Each line from the one containing "Could you please indicate the asphalt" to the end of the records should be copied exactly, and no other line.

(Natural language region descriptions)
+ + +
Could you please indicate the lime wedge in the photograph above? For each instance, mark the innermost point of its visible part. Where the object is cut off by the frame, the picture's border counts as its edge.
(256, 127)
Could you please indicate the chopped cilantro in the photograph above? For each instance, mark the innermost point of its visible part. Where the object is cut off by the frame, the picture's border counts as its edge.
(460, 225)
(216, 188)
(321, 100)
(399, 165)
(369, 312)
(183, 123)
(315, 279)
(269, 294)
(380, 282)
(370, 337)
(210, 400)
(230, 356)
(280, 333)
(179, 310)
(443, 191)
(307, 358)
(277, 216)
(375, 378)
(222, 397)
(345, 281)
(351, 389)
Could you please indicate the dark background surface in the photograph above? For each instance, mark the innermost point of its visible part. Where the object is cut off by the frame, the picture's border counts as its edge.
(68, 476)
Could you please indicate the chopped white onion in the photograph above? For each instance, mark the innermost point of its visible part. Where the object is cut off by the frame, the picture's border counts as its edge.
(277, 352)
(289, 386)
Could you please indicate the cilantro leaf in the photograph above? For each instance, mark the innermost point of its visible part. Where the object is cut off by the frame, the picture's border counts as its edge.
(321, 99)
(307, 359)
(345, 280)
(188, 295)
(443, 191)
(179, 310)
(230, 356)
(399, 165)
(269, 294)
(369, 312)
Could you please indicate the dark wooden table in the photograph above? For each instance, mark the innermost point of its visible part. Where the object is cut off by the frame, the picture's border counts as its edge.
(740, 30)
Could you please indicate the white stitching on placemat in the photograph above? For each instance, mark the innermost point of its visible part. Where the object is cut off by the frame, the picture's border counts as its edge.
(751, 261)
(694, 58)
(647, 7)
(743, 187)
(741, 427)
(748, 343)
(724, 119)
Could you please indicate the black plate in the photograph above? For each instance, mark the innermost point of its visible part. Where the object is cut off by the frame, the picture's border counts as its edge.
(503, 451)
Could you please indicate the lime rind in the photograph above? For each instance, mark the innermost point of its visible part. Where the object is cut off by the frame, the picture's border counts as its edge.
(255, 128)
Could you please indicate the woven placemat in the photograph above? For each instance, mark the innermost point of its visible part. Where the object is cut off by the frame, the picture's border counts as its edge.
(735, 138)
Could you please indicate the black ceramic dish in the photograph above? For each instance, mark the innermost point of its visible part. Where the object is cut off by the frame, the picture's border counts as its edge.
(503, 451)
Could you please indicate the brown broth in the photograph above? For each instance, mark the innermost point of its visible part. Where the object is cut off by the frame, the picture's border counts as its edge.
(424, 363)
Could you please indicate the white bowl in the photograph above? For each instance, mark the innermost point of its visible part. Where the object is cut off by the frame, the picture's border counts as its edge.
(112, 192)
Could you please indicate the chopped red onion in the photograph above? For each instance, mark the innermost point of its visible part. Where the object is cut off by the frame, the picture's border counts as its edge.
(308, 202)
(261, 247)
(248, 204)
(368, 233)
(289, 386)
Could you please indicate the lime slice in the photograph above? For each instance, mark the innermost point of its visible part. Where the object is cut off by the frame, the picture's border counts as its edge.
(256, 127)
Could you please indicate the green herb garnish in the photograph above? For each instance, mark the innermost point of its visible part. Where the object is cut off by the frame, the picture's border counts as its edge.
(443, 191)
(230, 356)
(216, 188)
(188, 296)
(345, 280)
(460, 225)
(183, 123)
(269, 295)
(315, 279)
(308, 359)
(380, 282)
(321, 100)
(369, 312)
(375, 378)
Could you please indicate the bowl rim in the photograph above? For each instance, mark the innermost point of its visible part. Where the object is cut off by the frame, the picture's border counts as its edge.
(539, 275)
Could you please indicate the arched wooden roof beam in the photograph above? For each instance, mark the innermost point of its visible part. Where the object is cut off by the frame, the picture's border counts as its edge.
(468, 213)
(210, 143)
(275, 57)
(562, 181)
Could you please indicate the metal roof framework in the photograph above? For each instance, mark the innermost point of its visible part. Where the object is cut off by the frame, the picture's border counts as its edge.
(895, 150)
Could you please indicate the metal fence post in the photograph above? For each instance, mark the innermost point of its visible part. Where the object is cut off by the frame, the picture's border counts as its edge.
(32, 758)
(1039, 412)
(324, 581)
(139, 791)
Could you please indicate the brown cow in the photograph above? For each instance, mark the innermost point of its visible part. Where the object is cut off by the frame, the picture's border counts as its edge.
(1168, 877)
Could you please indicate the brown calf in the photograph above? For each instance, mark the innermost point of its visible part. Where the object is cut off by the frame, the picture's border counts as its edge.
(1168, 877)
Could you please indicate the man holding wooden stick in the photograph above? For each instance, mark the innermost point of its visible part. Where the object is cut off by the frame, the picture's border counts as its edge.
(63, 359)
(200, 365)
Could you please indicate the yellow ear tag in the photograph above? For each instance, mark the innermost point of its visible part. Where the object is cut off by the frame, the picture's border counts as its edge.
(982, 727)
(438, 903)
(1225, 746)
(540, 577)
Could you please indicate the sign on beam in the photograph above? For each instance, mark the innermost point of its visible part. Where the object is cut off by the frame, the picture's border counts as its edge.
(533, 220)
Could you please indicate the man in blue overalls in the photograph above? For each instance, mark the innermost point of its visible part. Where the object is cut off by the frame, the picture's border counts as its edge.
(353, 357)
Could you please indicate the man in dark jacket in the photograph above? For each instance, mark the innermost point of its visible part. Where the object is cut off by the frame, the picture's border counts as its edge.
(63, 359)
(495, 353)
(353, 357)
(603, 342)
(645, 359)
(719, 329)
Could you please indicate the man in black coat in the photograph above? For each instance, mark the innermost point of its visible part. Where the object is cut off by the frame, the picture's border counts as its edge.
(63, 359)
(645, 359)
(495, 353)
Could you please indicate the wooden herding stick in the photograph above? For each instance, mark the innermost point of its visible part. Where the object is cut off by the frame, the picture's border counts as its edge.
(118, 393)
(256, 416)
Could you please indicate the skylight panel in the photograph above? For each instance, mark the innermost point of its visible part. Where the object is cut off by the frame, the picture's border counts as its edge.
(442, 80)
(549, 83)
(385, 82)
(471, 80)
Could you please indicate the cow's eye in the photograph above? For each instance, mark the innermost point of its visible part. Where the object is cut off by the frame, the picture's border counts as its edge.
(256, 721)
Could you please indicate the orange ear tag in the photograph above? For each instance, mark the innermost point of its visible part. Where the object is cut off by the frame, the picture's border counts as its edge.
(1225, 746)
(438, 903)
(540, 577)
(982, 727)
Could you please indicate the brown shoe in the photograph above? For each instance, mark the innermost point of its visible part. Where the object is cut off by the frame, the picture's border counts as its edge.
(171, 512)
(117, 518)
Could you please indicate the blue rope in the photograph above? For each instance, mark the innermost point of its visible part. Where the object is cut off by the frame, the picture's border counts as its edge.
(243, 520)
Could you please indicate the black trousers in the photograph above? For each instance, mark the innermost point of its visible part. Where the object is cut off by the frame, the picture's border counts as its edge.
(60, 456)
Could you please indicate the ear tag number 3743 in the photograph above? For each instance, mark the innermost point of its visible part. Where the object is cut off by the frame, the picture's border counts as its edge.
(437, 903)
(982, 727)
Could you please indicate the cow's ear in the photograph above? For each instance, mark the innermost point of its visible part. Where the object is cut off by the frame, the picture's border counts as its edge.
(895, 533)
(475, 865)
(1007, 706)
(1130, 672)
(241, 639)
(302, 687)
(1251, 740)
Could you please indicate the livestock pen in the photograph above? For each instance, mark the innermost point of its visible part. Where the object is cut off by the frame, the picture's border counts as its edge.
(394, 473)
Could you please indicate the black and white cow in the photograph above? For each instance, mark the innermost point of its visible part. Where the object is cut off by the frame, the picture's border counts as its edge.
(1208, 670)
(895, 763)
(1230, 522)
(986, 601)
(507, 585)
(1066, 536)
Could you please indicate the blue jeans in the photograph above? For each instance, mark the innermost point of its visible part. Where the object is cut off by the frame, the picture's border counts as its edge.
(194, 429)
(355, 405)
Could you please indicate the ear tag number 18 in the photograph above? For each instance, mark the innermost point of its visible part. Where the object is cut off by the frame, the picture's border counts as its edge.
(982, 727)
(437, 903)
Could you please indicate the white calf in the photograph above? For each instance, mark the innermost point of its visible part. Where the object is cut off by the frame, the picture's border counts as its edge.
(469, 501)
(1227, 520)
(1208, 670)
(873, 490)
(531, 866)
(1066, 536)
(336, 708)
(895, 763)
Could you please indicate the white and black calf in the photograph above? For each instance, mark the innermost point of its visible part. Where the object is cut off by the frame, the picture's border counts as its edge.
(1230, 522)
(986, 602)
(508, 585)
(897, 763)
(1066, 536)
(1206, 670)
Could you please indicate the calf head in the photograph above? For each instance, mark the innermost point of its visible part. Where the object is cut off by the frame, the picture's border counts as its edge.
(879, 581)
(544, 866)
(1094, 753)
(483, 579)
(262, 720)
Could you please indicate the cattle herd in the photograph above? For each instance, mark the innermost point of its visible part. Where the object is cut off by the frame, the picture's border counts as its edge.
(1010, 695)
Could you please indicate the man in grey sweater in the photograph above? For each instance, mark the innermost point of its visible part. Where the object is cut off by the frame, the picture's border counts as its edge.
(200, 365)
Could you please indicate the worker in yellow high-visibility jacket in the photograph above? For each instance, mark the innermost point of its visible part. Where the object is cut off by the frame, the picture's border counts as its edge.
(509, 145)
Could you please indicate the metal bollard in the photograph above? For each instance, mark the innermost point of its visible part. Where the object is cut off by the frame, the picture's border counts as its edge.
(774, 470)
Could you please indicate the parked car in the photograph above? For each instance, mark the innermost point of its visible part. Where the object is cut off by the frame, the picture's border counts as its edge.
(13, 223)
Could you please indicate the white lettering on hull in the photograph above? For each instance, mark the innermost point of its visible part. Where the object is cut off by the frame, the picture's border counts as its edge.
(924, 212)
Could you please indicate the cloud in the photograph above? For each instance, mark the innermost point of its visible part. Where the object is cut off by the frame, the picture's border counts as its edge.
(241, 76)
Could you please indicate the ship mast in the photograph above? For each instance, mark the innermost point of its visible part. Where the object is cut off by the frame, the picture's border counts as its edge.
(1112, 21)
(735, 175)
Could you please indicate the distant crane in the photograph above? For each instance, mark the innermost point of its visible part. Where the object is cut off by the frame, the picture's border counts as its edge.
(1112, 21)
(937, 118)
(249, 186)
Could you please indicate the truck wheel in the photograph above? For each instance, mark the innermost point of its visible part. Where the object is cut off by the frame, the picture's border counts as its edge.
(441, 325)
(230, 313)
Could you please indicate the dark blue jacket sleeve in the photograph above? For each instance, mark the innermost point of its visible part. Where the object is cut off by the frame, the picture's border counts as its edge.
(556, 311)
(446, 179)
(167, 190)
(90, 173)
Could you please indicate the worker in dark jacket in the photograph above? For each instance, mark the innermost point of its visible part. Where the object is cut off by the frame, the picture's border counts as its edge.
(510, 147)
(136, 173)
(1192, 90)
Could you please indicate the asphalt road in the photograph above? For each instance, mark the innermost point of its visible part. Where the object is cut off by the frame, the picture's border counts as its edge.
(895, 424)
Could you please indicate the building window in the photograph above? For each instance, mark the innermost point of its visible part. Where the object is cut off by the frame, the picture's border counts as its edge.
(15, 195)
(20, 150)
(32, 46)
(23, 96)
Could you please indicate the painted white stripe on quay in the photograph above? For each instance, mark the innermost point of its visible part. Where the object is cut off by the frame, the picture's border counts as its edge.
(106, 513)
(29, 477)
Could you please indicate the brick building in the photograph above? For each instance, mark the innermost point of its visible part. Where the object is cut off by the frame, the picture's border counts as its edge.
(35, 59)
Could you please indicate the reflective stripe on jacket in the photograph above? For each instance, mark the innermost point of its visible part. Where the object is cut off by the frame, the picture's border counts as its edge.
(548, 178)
+ + +
Result for this exercise —
Could you please indicate the asphalt road in the photograph above? For each instance, mark the innermost point of its visible part. Where the object is cut off by the frame, the picture's border counts as its edge.
(895, 424)
Could you please indicate the building window in the photograph above? For each instance, mark the innermost point of its visible part. Where the object is cut off by the frame, the picture's border counts as its edge.
(15, 195)
(20, 150)
(32, 46)
(23, 96)
Could you please indicate the painted white stripe on quay in the photograph above? For each instance, mark the innermost point of its visible part. Where the object is cut off by the frame, the picture's border counts as its edge.
(106, 513)
(29, 477)
Could you please indicate the brick building in the photograph above? For each instance, mark the innermost point of its visible part. Where the object is cut off by the frame, the picture's border counts as its edge.
(35, 59)
Could you please indicate the reflective stripe on jacket in the photograph above? For each instance, mark the innermost point of its visible part. Where the object is cut off by the frame, the picture's border counts as its edge.
(548, 178)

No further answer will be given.